> WHAT THE TASK ASKS
Could you give the data below again, exactly and completely?

--------------------

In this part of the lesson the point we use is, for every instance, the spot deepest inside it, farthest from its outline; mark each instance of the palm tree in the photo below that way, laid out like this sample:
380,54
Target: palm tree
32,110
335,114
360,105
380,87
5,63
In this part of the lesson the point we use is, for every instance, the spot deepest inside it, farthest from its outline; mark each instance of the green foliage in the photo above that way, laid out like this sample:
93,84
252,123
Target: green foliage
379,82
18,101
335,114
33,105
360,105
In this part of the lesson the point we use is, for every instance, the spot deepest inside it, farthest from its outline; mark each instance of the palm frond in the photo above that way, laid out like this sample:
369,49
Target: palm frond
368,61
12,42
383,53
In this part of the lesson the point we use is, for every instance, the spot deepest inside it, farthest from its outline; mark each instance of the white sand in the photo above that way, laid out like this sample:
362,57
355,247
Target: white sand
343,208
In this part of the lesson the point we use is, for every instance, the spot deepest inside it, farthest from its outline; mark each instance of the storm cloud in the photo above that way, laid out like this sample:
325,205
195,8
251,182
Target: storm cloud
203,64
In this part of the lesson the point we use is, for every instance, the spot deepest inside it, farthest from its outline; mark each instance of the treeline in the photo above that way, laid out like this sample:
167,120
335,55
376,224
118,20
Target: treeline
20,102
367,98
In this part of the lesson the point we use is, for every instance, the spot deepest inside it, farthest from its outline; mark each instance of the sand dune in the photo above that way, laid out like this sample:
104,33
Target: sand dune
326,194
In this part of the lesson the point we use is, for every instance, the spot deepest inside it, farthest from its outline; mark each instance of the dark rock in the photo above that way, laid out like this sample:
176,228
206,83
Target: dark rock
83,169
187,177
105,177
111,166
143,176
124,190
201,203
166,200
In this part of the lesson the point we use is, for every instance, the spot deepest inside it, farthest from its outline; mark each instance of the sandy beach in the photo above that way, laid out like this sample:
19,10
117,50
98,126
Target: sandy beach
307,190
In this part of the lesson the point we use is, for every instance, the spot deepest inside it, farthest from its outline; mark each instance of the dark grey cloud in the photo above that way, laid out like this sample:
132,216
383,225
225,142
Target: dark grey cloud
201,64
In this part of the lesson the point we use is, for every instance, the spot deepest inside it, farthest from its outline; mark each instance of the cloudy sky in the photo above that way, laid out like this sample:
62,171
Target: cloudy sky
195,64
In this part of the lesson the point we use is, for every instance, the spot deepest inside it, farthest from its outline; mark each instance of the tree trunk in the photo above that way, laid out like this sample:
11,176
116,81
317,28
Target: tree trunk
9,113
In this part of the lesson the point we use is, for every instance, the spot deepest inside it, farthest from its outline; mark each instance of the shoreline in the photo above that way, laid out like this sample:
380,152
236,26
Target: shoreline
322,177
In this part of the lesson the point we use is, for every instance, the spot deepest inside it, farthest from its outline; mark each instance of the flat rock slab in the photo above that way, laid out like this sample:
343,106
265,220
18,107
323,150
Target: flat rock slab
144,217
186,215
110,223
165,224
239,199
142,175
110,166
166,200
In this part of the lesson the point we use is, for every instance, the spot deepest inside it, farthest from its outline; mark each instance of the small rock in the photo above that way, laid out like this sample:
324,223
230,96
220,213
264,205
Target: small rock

--------------------

> FULL SOLUTION
In this part of the lesson the point we use is, for every instance, the spot deepest inside it, farthest from its outline; mark each instance of the palm tree in the photo below that way, laid out like this sample:
380,54
Target: palm tree
32,110
335,114
360,105
380,87
5,63
In this part of the lesson the point we use is, for every instance, the spot deepest inside it, farthest from its outline; mark each instance of the green foliage in the photo above that way, laid out like this sample:
93,84
252,123
Target: green foliage
379,82
18,101
335,114
33,105
360,105
In this part of the lesson the point we use is, for every instance, the spot deepest inside it, farthest from its outline; mark each instance of the palm frond in the photo above that way, laid out like this sample:
369,49
Target: palm frond
368,61
12,42
383,53
In this part of the lesson the point we use is, for every instance, the spot deepest inside it, farthest from its outline; mark each instance of the white sand in the photo above that way, laid out like this sample:
362,57
355,247
Target: white sand
343,208
In this part of the lesson the point we use is, for every instance, the spot deepest inside it, farthest from its outline; mark each instance of the storm cloud in the photo above that way, laid out like this sample:
325,205
195,8
251,182
Target: storm cloud
203,64
In this part of the lesson the point we use is, for every instance, the spot deepest inside it, farthest from its outline; mark each instance of the treeline in the photo above that way, laid out like this sample:
167,120
335,55
376,224
118,20
Target: treeline
20,102
367,98
In this part of the lesson the point we use is, for every instance, the spot deepest inside it, farthest from its outline; mark each instance of the sand dune in the photo above that way, laid out like this sample:
104,33
Target: sand dune
326,194
In this part of the lesson the point we use is, for every instance, the spot deepest inside it, farthest from its outline; mark each instance of the dark rock in the photo above that way, laid out like this sample:
176,228
206,83
Target: dark rock
83,169
187,177
105,177
111,166
143,176
124,190
201,203
166,200
In this part of the lesson the point we use is, for every instance, the spot deepest inside it, farthest from its outline; mark each instance of the sandy beach in the photo above that way, laid out like this sample:
19,10
117,50
98,126
Target: sandy beach
307,190
In this part of the lesson the point we use is, for every instance, the spot deepest inside it, farthest from its outline; mark each instance of the dark grey cloud in the photo above that way, laid out like this sample:
132,216
383,225
225,142
Target: dark grey cloud
201,64
In this part of the lesson the point we use is, for every instance, the spot deepest inside it, farthest from its outline; mark each instance of the cloudy sky in the photo above that way, laid out like this sample:
62,171
Target: cloudy sky
195,64
In this part of the lesson the point we use is, for every instance, the spot deepest inside it, farthest from its outline; mark each instance of the tree trunk in the photo above that way, laid out like this sample:
11,176
116,81
317,28
Target: tree trunk
9,113
In this part of the lesson the point we use is, for every instance, the spot deepest inside it, farthest from its outline; mark each instance of the shoreline in the photo above that way, laid out like this sample:
380,152
236,26
Target: shoreline
322,177
In this part of the lesson the point we use is, for every instance, the spot deepest inside it, farthest from its outline; mark each instance of the flat rock slab in the photo above that way, laid out like this sample:
343,106
265,220
18,107
323,150
Target: flat rock slab
144,217
186,215
110,223
165,224
239,199
142,175
110,166
166,200
In this part of the lesson the point we use is, for every instance, the spot deepest inside it, farthest from its outline; mark each instance of the small rock in the photo above that way, laid out like this sample:
324,223
230,96
220,213
264,205
Target: small rock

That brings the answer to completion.